— Short exercise 1 —
Rewrite the paragraph in the article header that begins "Received:2024-03-14" as a list, keeping every date.
##### Provided passage #####
Elements gradient doping in Mn-based Li-rich layered oxides for long-life lithium-ion batteries

doi:10.1016/j.jmst.2024.04.066

J. Mater. Sci. Technol. ›› 2025, Vol. 207: 266-273.DOI: 10.1016/j.jmst.2024.04.066

• Research article • Previous Articles Next Articles

Elements gradient doping in Mn-based Li-rich layered oxides for long-life lithium-ion batteries

Yinzhong Wang^a,b,1, Shiqi Liu^a,b,1, Xianwei Guo^a,b,e,*, Boya Wang^a,b, Qinghua Zhang^d, Yuqiang Li^a,b, Yulong Wang^a,b, Guoqing Wang^a,b,e, Lin Gu^c, Haijun Yu^a,b,*

^aInstitute of Advanced Battery Materials and Devices, College of Materials Science and Engineering, Beijing University of Technology, Beijing 100124, China;
^bKey Laboratory of Advanced Functional Materials, Ministry of Education, Beijing University of Technology, Beijing 100124, China;
^cNational Center of Electron Microscopy in Beijing, School of Materials Science and Engineering, Tsinghua University, Beijing, China;
^dBeijing National Laboratory for Condensed Matter Physics, Institute of Physics, Chinese Academy of Sciences, Beijing 100190, China;
^eBeijing Create Energy & Benefit Future Co., Ltd., Beijing 100176, China

Received:2024-03-14 Revised:2024-04-02 Accepted:2024-04-09 Published:2025-02-01 Online:2024-05-17
Contact: *E-mail addresses: . xwguo@bjut.edu.cn (X. Guo), hj-yu@bjut.edu.cn (H. Yu)
##### Data for the task #####
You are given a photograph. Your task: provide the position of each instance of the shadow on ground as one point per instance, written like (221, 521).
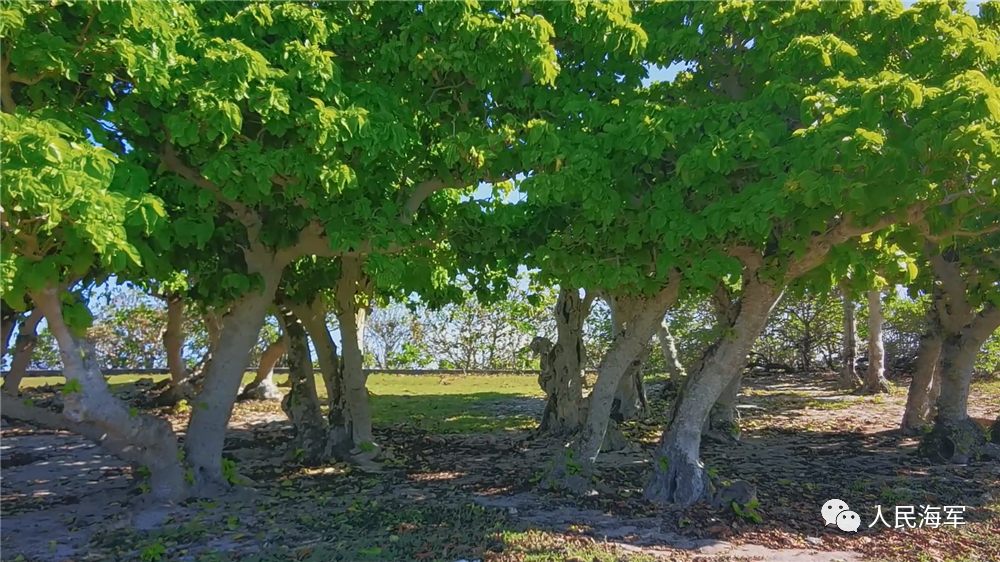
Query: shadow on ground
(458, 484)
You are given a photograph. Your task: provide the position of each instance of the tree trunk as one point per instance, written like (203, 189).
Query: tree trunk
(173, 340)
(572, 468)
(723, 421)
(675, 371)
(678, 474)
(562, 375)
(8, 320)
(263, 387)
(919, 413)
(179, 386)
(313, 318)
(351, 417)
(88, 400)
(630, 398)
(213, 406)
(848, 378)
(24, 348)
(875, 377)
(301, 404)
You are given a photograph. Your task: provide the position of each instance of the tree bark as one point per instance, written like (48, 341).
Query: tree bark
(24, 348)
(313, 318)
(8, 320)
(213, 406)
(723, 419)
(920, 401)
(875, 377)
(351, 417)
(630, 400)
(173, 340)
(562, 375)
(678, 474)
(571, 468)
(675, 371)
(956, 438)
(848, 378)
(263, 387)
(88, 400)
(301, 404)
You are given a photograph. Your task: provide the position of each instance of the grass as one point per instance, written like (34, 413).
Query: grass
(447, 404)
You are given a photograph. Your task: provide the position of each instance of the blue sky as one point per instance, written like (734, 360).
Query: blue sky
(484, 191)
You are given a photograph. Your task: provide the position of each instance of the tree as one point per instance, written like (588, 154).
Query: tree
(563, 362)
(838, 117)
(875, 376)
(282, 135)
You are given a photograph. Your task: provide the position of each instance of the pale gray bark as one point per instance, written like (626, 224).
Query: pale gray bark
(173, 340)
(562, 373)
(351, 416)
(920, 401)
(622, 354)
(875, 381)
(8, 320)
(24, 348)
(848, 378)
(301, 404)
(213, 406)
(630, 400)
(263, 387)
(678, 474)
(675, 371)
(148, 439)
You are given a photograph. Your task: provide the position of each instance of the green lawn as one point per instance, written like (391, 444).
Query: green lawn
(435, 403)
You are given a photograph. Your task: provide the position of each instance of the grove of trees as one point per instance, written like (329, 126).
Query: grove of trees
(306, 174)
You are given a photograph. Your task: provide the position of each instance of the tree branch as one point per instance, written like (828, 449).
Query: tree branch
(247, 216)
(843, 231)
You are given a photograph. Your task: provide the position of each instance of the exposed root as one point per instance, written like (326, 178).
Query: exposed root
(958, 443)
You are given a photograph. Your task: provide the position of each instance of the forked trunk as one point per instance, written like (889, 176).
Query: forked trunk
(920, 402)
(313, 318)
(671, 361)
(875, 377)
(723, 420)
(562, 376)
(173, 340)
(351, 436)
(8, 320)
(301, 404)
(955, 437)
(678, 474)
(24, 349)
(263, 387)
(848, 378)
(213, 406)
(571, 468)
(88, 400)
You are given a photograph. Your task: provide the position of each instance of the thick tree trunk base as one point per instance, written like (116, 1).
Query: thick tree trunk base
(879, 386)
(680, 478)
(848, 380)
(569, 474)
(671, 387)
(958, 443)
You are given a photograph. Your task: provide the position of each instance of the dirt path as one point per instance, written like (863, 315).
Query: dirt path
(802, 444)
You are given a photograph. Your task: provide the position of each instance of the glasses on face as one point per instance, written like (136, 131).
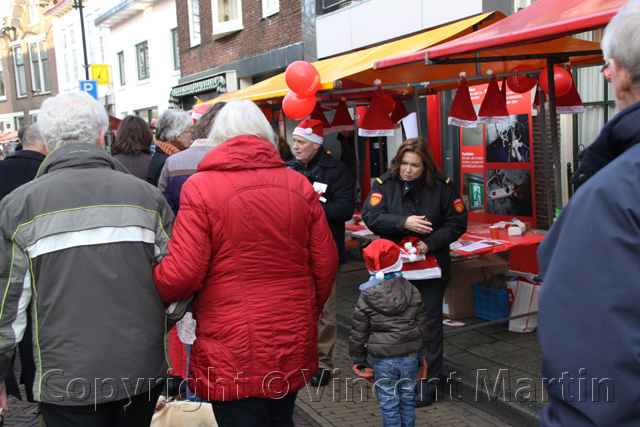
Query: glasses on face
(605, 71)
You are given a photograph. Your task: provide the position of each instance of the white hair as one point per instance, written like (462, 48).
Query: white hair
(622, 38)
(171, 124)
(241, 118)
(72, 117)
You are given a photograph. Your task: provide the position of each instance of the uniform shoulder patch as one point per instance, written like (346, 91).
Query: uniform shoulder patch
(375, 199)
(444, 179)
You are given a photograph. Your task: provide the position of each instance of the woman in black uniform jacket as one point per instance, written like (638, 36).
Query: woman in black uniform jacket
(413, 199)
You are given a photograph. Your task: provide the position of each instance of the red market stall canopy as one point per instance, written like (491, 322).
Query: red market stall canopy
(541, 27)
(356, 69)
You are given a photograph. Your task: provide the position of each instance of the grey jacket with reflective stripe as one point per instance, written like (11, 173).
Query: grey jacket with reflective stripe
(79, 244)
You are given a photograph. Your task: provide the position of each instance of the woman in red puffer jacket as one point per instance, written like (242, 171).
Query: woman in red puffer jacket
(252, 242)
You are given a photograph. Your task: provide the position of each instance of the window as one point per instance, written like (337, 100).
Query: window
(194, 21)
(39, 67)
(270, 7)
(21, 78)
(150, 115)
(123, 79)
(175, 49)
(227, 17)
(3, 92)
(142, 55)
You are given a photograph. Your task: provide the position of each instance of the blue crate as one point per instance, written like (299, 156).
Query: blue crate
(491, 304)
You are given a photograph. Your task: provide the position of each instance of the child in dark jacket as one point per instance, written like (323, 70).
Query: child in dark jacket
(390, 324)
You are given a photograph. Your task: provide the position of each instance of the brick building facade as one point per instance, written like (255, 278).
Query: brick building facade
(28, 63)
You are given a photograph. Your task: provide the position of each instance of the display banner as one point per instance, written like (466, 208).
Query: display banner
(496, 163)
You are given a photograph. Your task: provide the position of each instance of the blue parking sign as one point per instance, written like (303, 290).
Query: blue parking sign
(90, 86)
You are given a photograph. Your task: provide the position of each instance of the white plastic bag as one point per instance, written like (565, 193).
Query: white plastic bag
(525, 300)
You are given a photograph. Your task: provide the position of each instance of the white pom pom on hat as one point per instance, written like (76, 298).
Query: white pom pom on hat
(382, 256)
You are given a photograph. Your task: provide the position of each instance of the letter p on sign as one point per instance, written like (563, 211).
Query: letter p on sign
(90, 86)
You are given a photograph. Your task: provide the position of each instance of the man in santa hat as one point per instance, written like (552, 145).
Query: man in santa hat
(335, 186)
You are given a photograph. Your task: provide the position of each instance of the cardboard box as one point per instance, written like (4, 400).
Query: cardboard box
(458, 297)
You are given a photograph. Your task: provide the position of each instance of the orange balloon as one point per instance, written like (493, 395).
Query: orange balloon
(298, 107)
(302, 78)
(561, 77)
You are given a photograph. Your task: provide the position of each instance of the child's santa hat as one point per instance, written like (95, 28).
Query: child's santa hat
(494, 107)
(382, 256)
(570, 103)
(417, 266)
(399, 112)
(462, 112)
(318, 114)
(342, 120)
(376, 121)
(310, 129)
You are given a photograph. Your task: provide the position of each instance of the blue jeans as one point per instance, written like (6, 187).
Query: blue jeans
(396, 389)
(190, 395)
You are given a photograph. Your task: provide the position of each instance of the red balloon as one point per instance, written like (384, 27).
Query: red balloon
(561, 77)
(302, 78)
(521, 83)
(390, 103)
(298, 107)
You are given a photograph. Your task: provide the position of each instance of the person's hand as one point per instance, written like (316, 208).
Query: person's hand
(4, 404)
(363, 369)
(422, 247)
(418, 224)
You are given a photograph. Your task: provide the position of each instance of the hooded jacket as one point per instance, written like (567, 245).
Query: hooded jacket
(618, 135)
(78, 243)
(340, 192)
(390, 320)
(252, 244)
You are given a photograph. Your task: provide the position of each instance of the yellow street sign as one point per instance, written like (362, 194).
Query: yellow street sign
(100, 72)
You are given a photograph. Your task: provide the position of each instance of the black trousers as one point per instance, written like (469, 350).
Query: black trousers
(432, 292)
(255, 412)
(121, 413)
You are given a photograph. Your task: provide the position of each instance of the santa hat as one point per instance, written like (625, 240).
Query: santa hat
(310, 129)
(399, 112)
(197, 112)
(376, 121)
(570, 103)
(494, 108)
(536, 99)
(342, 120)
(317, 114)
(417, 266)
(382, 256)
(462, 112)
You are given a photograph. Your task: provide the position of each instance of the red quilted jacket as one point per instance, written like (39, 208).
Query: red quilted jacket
#####
— Short exercise 2 —
Begin at the line of the records that has "like (39, 208)." and stop after the last line of the records. Write these lines out again, updating "red quilted jacket" to "navy quilted jacket" and leaving everything else unchanged.

— Right answer 1 —
- Received: 2024-03-14
- Revised: 2024-04-02
- Accepted: 2024-04-09
- Published: 2025-02-01
- Online: 2024-05-17

— Right answer 2 —
You are given a photograph. Your task: provide the position of each instance of the navy quilted jacket as one point per instance, written like (39, 208).
Query: navy quilted jacket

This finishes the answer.